_原文:_
説明

両面粘着シート

【課題】透明性が良く、気泡の巻き込みが抑制され、万が一気泡が巻き込まれた場合でも透明性を損なうことなく容易に貼り直しができるリワーク性があり、さらに被着体との接着強度を適宜調節でき、特に、接合後加熱処理した場合、ガラス表面に対する接着強度は比較的低い水準のまま、PETフイルムなどの表面に対する粘着強度を大幅に上昇させることができる両面粘着シートを提供する。
【解決手段】スチレンモノマーのブロックとゴムモノマーのブロックから成るブロックセグメントなどから成る熱可塑性エラストマーと、ナフテンオイル及び/又はパラフィンオイルなどの可塑剤とを主成分とする粘着剤層に、希望により、カルボン酸変性熱可塑性エラストマーと架橋剤とを主成分とする接着性組成物を配合し、粘着剤層の層間に基材層を設け、さらに、基材層と粘着剤層との界面にアンカー層を設け、最外層の両面に離型性シートを積層する。

【発明の詳細な説明】
【技術分野】
【0001】
本発明は粘着剤に関し、さらに詳しくは、透明性が優れ、接合界面への気泡の巻き込みが抑制された両面粘着シートに関する。
【背景技術】
【0002】
従来、合成樹脂板、化粧合板、金属板、塗装鋼板等の物品の加工時や搬送時の傷付きや汚れからその表面を保護するために、その表面に表面保護用フイルムを被覆することが知られている。また、携帯電話などのディスプレイ画面は、使用中の傷付きや汚れから保護するために透明な表面保護用フイルムを、また、更にテレビやパソコンなどのフラットパネルディスプレイ装置の場合は、装置からの電子線、紫外線や近赤外線の放射、外部光の表面反射を防ぐために電磁バリヤー性フイルム、紫外線や近赤外線の遮蔽性フイルム、表面反射防止フイルムなどの機能フイルムを貼り付けた状態で使用されることが多い。そして、時には、使用時の快適性改善のため、表面保護用フイルムに芳香性を付与することも試みられている。
【0003】
上記のように種々の物品に保護用フイルム、機能フイルムなどの貼り付け用フイルム(以下、代表して保護用フイルムと略記する。)を貼着する場合、通常、目的とする保護用フイルムの裏面に予め工業的に粘着剤層が形成されている保護用粘着フイルムが利用されている。しかし、フイルム層が好みの文字や図柄を描いたただ1枚の又は少数の保護用フイルムの場合は、大量生産を得意とする工業的生産で製造することは無駄であり、従って、このような場合、通常、目的とする保護フイルムに別途販売されているチューブ入り接着剤、両面粘着剤または両面粘着テープを介在させて貼り付けることになる。
【0004】
上記の両面粘着テープは、通常、例えば芯材としての紙の両面に紙層内部まで浸透するように粘着剤層を積層した構成を有している (特許文献1)。また、このような両面粘着テープを使用する場合、被着面に貼り付けるときに被着面と粘着剤面との間の接合界面に気泡が巻き込まれやすいため、かかる気泡を回避することを目的として、接着シートと剥離シートとからなる接着テープにおいて接着シートと剥離シートとを貫通する微細孔を穿孔した接着テープも提案されている(特許文献2)。

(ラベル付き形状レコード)
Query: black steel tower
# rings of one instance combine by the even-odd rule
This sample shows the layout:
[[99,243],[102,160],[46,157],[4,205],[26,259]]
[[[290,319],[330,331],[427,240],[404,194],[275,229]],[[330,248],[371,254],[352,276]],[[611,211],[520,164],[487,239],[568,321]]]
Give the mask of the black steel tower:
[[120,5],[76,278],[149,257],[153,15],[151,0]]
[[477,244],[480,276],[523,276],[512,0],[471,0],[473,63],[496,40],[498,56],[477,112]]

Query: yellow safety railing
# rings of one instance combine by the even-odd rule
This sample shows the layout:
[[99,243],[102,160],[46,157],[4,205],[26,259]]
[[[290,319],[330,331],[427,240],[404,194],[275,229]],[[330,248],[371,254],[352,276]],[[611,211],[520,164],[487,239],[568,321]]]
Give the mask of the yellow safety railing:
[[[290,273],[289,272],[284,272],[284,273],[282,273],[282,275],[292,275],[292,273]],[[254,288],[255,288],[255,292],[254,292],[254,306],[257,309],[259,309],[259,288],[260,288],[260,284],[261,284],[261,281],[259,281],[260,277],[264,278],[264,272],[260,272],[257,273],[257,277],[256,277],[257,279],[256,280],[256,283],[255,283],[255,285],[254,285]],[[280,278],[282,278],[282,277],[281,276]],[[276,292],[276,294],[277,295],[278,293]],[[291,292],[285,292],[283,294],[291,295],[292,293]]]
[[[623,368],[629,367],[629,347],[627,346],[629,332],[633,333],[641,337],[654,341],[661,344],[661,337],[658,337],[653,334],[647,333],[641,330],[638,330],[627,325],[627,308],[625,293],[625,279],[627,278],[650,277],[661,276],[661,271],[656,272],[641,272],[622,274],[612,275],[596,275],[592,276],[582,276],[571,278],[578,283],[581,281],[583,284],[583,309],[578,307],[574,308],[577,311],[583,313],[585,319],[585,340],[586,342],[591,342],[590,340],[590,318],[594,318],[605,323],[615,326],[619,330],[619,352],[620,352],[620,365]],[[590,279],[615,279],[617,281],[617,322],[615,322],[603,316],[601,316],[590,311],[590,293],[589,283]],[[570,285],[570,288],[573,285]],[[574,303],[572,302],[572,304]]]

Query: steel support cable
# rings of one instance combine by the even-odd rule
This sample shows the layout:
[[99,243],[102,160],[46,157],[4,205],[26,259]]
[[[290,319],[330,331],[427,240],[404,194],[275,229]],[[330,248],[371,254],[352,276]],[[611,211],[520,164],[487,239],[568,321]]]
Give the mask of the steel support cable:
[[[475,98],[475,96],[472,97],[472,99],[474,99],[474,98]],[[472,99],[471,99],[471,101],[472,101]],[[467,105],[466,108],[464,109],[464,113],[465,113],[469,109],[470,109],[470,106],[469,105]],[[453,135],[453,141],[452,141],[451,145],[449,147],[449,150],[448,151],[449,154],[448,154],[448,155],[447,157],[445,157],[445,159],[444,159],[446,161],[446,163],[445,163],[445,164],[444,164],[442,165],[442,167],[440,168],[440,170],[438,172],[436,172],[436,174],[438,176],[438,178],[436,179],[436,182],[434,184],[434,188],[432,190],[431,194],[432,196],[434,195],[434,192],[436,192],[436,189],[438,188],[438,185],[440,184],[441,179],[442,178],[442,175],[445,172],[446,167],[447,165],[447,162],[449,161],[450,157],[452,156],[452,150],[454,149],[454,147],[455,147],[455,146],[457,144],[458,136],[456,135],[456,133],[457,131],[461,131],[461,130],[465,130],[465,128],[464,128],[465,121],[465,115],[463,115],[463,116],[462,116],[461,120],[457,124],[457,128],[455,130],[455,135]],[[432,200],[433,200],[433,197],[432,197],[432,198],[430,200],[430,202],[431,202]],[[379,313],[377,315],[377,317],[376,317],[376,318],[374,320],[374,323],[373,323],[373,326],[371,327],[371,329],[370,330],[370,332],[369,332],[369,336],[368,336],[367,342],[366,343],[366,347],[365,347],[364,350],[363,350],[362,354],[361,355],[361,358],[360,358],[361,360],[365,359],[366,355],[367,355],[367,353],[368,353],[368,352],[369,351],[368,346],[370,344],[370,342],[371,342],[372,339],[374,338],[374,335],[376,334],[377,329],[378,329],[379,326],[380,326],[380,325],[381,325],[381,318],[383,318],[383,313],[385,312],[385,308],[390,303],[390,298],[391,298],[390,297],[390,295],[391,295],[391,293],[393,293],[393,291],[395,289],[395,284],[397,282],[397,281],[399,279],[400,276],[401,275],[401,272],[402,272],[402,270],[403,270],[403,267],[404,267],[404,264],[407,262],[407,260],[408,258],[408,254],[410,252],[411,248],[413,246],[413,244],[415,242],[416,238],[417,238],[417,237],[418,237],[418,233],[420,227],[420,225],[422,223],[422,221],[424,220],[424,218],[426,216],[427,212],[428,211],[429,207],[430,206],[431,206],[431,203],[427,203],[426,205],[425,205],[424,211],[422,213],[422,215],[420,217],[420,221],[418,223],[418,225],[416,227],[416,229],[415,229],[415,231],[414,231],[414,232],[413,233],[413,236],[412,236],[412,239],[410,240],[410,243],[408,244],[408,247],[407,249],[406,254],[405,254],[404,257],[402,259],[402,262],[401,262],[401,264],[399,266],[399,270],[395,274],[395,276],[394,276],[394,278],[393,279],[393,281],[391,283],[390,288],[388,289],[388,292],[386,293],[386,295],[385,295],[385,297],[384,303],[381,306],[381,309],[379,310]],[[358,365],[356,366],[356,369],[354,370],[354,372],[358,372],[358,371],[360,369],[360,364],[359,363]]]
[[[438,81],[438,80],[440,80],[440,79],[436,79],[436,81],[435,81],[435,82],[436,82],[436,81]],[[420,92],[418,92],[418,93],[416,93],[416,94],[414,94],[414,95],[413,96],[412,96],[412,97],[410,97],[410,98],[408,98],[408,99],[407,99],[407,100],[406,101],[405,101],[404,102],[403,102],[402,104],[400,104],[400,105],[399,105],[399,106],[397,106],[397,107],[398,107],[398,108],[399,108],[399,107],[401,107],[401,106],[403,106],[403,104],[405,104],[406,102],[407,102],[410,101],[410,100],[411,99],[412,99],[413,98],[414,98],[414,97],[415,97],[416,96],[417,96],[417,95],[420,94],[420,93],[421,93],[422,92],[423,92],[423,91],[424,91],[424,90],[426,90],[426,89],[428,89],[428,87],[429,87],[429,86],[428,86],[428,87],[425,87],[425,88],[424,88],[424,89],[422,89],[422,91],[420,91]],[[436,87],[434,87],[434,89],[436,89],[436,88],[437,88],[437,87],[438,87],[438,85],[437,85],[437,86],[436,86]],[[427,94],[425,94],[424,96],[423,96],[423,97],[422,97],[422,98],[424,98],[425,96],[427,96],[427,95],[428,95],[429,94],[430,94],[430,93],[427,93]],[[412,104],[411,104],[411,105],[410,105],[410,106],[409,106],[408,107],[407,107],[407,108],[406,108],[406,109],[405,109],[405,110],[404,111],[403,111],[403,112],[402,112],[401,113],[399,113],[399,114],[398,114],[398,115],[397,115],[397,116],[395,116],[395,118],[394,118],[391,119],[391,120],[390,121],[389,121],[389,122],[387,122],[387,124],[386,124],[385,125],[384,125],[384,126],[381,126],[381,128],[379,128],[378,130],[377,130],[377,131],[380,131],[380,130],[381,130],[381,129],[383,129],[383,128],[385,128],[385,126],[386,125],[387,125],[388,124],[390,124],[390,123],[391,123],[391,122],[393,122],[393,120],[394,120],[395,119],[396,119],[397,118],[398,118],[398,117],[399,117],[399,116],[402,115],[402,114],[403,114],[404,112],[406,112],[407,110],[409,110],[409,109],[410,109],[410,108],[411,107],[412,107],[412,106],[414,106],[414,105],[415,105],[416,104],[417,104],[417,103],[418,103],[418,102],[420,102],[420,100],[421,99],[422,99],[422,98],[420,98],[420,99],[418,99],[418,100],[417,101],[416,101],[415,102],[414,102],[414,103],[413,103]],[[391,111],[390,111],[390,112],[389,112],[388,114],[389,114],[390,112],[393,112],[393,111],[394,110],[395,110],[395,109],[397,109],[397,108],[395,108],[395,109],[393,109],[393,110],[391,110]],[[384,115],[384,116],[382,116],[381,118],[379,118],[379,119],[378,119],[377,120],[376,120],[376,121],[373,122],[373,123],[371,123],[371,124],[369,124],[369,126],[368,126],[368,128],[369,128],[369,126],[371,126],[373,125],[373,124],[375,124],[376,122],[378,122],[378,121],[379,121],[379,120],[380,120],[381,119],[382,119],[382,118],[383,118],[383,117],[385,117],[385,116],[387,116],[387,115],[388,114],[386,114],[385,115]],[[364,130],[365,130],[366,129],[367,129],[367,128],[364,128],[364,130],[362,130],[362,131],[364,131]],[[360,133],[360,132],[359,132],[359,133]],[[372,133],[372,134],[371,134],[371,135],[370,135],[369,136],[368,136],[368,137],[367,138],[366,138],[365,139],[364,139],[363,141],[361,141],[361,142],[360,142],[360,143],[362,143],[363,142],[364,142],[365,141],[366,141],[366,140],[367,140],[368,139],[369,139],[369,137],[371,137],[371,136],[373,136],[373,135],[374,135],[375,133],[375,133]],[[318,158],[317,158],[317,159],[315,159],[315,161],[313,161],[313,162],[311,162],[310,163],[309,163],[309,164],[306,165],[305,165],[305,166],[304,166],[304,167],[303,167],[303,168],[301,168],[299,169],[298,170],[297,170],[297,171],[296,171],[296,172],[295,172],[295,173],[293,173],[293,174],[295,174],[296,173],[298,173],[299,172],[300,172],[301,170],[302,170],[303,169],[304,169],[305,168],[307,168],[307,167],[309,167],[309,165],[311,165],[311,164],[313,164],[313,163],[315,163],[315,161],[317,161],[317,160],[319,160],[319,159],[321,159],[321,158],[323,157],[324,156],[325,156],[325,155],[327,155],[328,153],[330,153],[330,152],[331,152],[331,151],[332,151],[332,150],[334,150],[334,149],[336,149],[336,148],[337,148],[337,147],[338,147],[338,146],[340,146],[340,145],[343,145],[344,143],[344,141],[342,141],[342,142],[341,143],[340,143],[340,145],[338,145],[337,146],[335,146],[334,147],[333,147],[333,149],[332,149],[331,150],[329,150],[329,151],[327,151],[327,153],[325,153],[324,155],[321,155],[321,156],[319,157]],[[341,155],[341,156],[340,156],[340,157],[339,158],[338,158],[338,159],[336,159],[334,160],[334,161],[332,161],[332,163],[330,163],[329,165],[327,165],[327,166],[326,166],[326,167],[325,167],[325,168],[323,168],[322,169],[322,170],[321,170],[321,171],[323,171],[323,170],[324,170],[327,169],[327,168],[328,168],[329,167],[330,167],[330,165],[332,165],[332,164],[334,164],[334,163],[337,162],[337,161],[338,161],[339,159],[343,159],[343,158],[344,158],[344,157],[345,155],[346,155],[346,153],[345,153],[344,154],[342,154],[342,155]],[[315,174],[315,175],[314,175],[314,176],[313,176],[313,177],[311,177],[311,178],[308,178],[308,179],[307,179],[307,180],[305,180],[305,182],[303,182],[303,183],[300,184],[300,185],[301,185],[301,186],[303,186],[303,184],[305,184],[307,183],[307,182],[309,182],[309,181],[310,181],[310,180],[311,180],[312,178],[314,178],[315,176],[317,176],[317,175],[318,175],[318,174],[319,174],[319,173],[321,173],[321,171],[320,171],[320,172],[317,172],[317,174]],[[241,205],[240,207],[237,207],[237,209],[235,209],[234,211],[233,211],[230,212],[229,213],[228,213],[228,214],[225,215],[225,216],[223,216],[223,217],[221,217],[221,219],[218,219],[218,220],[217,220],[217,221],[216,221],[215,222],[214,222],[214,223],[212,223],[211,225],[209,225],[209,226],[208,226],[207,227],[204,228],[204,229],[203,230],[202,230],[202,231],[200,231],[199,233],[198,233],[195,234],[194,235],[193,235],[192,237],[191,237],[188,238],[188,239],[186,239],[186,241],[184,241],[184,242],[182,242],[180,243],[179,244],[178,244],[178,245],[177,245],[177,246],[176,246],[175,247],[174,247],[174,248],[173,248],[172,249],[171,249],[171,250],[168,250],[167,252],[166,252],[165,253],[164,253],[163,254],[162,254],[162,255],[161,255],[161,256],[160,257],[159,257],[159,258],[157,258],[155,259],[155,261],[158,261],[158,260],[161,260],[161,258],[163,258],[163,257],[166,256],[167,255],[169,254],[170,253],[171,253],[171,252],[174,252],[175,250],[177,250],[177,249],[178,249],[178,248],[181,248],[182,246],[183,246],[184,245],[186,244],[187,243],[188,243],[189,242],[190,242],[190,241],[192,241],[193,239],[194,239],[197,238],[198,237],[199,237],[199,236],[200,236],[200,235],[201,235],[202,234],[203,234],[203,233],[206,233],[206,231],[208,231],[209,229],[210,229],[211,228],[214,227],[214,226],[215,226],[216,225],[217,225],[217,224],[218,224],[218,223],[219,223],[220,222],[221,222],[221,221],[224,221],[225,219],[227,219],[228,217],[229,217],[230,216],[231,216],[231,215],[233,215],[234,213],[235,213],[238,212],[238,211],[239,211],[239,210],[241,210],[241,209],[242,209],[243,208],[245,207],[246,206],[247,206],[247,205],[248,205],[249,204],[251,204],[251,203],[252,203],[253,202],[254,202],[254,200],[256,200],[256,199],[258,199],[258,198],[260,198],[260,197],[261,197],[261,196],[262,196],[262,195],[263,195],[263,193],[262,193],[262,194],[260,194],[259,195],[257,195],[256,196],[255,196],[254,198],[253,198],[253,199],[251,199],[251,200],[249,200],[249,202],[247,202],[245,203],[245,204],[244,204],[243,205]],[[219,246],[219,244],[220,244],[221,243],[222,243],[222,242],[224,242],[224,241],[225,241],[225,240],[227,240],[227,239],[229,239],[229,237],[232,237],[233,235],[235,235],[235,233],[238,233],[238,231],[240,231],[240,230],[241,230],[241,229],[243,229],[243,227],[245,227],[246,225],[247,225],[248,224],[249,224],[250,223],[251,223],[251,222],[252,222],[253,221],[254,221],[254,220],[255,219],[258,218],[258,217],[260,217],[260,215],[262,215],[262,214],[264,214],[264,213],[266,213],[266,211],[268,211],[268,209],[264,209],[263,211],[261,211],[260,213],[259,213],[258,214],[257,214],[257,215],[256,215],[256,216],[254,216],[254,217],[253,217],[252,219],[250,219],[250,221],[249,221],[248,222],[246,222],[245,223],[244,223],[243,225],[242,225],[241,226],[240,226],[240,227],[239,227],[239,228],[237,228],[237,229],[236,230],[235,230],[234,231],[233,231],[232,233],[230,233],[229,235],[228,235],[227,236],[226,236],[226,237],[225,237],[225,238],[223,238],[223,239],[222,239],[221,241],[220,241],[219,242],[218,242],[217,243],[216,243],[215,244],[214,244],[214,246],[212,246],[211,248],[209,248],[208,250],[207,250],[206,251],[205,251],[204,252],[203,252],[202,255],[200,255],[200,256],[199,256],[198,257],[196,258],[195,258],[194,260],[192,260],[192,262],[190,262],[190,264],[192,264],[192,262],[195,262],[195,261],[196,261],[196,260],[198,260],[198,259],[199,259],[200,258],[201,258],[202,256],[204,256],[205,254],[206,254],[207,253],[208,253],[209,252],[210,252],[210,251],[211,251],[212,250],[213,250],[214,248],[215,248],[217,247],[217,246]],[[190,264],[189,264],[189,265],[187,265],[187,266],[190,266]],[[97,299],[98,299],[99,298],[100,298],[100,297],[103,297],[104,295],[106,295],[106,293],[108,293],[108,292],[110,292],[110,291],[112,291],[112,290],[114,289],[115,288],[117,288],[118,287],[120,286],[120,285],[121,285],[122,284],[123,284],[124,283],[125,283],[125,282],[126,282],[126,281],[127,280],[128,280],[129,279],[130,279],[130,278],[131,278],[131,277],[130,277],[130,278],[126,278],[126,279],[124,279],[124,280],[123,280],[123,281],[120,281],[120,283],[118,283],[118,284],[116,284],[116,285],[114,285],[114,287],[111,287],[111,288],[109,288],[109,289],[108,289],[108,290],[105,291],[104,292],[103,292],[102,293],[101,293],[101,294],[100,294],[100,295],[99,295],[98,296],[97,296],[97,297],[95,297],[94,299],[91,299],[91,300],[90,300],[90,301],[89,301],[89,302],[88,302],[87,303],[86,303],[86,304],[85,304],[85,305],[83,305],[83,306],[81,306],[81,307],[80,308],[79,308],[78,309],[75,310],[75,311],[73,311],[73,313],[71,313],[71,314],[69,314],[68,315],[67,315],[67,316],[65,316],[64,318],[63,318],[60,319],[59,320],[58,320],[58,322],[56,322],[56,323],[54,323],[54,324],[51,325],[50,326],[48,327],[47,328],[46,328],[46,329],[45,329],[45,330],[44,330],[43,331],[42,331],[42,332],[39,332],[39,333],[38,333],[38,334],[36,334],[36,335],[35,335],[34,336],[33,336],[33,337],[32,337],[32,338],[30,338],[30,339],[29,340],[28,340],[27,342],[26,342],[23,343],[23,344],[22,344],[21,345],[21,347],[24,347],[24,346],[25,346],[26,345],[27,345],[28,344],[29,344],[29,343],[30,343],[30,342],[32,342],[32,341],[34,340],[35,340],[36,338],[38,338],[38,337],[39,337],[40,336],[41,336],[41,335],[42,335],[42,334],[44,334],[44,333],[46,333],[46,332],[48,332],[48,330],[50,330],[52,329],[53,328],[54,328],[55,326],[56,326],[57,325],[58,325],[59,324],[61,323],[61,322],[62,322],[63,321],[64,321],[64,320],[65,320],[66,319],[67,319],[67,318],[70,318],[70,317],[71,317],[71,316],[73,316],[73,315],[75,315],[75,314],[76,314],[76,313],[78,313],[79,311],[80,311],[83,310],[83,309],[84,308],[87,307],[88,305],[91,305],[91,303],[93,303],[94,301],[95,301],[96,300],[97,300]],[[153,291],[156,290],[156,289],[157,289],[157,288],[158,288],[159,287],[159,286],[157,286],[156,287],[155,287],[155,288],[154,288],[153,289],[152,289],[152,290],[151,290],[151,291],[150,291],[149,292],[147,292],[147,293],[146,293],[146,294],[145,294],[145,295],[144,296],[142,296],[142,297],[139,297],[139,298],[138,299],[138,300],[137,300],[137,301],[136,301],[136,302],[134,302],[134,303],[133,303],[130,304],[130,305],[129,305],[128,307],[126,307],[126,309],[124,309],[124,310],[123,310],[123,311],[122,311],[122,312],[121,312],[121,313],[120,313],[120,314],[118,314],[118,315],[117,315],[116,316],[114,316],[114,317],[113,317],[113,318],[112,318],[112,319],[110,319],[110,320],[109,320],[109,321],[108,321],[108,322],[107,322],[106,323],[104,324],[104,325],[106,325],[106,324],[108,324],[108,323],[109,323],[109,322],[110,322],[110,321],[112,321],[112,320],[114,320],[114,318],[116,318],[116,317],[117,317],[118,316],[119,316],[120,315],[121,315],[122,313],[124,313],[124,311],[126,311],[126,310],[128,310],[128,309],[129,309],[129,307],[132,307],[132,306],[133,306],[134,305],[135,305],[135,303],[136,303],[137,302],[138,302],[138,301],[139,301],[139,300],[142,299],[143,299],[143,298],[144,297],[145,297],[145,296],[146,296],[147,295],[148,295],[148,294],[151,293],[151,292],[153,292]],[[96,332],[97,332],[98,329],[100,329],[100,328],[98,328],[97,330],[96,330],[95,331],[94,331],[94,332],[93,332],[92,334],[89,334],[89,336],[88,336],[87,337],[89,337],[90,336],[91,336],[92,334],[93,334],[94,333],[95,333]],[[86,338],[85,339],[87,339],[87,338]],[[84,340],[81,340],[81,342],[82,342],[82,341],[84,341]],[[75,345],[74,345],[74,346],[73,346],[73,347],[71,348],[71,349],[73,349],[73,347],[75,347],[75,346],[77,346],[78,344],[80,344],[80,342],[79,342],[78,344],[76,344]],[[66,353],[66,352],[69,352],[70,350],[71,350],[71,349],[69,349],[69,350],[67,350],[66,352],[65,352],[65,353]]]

_目標:_
(a) 両面粘着シートに関する原文について、次の問いに答えてください。
(i) 【解決手段】では、最外層の両面に何を積層するとされていますか。
(ii) 【0004】で特許文献1として挙げられた両面粘着テープは、芯材として何を用いる例が示されていますか。
(iii) 【0002】によれば、携帯電話などのディスプレイ画面に透明な表面保護用フイルムを貼るのは何のためですか。
(b) リストのうち「Query: yellow safety railing」を含む行から「Give the mask of the yellow」を含む行までを、両端の行も含めて、列名を「番号」と「行」とするMarkdownの表として出力してください。空行は除き、この範囲の行だけを対象とします。
原文とリストは、それぞれ別の出典から取られています。

_回答:_
(a)
(i) 離型性シートです。
(ii) 紙です。
(iii) 使用中の傷付きや汚れから保護するためです。

(b)
| 番号 | 行 |
|---|---|
| 1 | Query: yellow safety railing |
| 2 | # rings of one instance combine by the even-odd rule |
| 3 | This sample shows the layout: |
| 4 | [[99,243],[102,160],[46,157],[4,205],[26,259]] |
| 5 | [[[290,319],[330,331],[427,240],[404,194],[275,229]],[[330,248],[371,254],[352,276]],[[611,211],[520,164],[487,239],[568,321]]] |
| 6 | Give the mask of the yellow safety railing: |